__Task requirements__. Copy out the listing below word for word, from the line containing "the palm frond." through the listing's last line, with both of those lines included.

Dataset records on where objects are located
begin
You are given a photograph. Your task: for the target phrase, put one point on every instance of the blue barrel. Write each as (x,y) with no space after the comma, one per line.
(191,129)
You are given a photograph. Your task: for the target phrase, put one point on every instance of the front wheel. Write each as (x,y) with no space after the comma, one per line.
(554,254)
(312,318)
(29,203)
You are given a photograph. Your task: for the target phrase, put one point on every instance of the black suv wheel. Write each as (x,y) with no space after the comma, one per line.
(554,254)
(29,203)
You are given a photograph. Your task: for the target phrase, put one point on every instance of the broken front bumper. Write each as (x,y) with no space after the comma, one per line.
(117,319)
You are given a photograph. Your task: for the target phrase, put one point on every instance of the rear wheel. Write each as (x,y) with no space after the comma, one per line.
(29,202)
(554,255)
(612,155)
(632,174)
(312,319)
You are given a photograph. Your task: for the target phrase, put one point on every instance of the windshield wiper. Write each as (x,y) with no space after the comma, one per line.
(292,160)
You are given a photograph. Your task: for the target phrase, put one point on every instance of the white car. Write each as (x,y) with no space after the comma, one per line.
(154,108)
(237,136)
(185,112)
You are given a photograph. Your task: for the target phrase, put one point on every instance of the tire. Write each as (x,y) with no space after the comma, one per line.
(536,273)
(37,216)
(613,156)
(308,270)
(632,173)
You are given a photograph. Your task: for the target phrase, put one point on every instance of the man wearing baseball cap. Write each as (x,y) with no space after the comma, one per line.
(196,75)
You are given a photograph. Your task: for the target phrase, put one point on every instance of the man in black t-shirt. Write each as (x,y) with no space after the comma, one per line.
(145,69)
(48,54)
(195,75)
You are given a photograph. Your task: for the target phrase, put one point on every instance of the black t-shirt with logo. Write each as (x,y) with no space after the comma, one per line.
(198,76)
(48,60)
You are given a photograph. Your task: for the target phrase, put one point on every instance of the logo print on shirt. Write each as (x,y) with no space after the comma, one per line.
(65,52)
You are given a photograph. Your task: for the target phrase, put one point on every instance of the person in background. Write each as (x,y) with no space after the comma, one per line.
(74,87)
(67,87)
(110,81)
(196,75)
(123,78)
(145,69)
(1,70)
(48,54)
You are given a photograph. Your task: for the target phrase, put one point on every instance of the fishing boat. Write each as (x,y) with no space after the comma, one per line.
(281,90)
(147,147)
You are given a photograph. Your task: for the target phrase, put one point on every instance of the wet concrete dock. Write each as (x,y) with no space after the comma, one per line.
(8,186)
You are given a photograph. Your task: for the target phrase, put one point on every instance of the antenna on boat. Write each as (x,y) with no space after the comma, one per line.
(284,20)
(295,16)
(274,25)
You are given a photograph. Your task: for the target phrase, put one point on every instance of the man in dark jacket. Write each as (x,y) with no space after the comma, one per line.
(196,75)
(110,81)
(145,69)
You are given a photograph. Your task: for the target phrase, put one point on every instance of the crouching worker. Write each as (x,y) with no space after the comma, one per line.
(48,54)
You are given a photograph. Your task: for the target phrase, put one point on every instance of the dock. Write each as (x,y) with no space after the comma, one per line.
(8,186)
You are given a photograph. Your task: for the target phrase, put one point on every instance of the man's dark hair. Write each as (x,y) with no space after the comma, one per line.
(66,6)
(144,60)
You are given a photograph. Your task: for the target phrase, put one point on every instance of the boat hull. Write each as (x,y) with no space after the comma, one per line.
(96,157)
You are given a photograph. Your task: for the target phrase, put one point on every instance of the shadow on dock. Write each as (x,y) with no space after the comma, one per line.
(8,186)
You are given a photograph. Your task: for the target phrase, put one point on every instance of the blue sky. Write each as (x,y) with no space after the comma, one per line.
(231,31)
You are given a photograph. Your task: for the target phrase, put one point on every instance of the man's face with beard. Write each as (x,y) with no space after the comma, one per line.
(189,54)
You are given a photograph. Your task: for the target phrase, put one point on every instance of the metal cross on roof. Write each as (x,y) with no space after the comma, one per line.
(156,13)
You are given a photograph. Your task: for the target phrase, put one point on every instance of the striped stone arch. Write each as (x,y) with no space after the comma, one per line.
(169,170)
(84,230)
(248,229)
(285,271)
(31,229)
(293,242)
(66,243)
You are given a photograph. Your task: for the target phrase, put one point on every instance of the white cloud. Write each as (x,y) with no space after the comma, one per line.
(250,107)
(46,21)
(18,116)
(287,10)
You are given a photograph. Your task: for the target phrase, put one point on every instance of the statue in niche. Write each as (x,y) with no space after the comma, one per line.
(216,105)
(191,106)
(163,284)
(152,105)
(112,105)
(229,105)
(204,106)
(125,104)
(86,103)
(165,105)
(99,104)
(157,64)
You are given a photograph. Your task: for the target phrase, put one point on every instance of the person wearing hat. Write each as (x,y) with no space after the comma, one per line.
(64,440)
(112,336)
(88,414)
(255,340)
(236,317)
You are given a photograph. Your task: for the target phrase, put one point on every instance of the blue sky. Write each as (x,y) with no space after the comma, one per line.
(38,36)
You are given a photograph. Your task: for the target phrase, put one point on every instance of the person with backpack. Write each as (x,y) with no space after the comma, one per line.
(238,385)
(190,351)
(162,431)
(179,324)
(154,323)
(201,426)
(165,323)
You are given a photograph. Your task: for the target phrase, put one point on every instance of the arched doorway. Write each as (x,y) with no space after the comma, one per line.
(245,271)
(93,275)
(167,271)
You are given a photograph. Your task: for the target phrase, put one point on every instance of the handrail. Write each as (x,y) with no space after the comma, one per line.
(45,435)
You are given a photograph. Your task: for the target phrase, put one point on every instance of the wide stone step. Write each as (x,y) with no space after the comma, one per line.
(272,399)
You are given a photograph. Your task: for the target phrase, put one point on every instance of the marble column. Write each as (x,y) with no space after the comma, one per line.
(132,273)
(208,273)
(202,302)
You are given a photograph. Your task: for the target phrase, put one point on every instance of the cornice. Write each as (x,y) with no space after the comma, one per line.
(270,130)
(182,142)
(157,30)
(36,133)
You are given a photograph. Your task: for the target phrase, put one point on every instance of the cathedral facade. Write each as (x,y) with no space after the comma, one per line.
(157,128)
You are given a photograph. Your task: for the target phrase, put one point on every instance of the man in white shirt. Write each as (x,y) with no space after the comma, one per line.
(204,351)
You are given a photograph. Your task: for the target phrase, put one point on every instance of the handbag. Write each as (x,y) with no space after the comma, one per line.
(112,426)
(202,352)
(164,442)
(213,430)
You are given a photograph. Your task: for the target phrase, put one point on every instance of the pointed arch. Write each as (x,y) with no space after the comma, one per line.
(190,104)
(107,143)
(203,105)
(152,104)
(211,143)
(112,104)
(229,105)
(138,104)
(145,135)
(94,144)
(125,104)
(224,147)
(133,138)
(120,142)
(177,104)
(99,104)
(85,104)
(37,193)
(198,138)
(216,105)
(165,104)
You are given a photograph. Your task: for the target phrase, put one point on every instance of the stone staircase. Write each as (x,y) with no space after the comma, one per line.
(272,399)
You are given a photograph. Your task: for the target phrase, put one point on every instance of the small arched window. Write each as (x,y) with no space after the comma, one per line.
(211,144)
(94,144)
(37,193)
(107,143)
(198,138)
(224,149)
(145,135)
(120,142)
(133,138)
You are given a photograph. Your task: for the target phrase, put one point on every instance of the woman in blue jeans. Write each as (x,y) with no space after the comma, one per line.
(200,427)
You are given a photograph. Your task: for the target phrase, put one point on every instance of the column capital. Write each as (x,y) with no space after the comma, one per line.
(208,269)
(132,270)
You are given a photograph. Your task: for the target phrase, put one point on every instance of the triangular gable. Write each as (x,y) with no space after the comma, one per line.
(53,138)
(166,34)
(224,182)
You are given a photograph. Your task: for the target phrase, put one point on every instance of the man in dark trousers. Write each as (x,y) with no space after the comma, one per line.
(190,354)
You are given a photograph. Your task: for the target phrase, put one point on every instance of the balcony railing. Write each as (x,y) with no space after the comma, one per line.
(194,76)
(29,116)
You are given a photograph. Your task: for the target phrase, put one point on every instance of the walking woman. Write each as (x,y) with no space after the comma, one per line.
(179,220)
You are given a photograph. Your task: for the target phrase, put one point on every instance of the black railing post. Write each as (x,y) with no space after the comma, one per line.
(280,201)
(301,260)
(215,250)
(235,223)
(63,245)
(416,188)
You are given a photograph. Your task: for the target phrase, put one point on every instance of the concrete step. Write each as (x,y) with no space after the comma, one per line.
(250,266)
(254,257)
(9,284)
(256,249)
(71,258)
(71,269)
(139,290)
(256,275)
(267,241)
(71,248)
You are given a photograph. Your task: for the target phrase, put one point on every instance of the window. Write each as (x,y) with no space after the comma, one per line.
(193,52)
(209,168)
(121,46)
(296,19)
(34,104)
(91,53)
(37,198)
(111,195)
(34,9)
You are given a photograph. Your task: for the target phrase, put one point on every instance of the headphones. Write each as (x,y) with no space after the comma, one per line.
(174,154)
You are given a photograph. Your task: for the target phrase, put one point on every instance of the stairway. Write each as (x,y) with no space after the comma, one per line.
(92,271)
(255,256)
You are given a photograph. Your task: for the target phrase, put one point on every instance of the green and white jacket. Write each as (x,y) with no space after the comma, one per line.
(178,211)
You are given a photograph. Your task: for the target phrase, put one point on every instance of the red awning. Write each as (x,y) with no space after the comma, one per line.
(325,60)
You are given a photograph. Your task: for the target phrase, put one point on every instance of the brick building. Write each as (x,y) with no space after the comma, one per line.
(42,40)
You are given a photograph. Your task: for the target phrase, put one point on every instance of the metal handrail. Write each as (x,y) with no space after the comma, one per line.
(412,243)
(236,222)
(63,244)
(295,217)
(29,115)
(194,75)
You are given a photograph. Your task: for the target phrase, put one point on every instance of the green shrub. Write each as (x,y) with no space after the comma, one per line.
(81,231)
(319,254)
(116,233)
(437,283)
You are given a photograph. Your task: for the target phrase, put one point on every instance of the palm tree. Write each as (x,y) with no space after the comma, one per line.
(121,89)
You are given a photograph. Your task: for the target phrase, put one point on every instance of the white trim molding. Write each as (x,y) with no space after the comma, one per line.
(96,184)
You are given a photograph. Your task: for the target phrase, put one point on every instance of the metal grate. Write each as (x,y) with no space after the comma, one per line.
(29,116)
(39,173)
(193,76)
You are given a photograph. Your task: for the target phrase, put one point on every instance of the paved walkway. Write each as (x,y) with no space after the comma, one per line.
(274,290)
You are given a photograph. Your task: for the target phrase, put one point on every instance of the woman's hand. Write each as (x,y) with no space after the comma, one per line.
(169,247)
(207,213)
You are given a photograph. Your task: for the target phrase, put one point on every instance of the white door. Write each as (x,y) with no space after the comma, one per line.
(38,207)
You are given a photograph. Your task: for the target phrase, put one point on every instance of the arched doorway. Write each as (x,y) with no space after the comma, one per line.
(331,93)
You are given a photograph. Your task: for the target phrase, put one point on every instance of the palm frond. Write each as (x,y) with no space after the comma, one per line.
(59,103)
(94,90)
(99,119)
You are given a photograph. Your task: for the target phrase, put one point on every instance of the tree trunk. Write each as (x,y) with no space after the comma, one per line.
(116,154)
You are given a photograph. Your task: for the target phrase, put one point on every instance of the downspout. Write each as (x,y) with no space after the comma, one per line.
end
__Result__.
You are given a photograph. Your task: for the target phrase, put one point on every instance of the palm frond. Write each as (x,y) with no space after the comma, one per line.
(59,103)
(94,90)
(99,119)
You are given a photograph. Your task: for the target phrase, put one point on every instance of the tree trunk. Write each as (x,y) with no space after the comma, one per line.
(116,154)
You are given a photograph. Your task: for the target phrase, put one point on every instance of the downspout. Write each as (x,y) with no space after the comma, one per line.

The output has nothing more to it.